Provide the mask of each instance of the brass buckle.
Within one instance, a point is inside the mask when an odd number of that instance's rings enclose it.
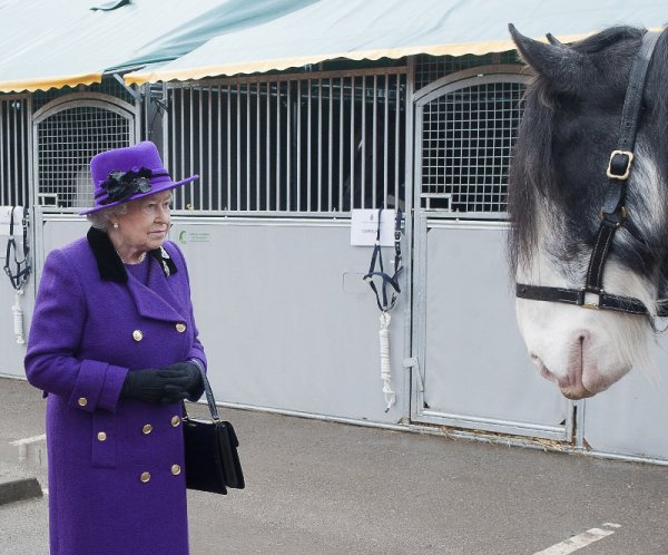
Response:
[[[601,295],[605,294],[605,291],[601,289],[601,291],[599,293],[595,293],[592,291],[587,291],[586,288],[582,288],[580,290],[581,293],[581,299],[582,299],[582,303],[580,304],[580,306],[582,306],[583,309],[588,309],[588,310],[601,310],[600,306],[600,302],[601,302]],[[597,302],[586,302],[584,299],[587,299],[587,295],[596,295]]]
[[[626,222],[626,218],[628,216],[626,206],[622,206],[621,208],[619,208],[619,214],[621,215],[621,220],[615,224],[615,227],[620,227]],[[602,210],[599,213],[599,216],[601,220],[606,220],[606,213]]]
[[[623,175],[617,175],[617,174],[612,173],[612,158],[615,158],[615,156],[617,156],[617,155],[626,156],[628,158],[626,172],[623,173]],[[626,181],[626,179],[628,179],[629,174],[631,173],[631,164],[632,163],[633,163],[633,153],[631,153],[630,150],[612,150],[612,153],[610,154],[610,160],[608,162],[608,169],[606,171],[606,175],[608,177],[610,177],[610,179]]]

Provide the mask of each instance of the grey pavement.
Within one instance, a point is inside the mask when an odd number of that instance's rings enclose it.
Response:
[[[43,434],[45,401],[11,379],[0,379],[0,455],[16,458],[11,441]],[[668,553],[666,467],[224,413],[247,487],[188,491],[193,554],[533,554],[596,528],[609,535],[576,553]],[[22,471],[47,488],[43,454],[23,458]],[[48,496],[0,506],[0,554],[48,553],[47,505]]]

*****

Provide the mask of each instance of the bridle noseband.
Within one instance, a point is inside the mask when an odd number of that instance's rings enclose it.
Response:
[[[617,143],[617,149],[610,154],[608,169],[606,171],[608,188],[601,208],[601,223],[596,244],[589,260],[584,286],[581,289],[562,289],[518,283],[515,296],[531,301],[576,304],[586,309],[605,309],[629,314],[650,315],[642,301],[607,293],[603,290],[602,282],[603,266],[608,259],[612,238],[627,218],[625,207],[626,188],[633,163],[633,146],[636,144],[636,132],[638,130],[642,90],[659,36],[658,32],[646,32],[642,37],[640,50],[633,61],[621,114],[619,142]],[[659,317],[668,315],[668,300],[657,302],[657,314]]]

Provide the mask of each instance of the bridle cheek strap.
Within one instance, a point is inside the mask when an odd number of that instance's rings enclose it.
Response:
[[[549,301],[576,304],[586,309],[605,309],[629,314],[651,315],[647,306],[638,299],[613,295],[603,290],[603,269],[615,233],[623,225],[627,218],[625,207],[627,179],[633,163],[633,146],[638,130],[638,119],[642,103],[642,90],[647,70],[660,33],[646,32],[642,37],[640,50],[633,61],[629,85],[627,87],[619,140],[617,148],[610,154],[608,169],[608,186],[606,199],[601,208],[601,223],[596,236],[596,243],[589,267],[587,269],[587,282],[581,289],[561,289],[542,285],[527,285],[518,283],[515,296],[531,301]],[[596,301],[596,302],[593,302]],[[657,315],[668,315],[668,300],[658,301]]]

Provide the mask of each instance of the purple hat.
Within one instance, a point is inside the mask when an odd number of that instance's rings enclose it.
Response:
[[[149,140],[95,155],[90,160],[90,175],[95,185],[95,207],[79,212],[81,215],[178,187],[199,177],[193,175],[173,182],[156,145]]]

*****

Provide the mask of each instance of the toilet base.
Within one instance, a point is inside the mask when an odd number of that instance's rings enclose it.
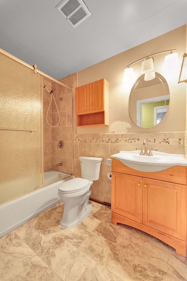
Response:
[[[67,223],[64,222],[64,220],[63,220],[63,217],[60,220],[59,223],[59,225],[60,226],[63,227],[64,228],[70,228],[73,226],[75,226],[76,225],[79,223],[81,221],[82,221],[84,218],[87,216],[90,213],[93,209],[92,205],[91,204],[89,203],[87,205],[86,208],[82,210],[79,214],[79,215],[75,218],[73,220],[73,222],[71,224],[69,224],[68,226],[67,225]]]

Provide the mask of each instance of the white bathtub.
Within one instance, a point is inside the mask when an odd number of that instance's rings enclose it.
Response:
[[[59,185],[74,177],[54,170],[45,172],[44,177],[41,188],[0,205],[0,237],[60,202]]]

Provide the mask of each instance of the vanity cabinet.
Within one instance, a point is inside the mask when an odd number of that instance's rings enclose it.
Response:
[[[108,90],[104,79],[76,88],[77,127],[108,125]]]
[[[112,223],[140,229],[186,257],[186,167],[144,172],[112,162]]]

*****

#### What you need to do:
Swap "cabinet" for "cupboard" in the material from the line with "Provide the mask of each instance of the vanity" up to and including the line with "[[[112,223],[140,229],[186,257],[186,167],[144,172],[112,162]]]", leaving everything else unchanged. Give only those lines.

#### Solution for this problem:
Provide the mask of each instance of the vanity cupboard.
Within one instance, a point is inside the mask when an odd number of that instance's rings enclose it.
Response:
[[[108,90],[104,79],[76,88],[77,127],[108,125]]]
[[[112,223],[140,229],[186,257],[186,167],[144,172],[112,162]]]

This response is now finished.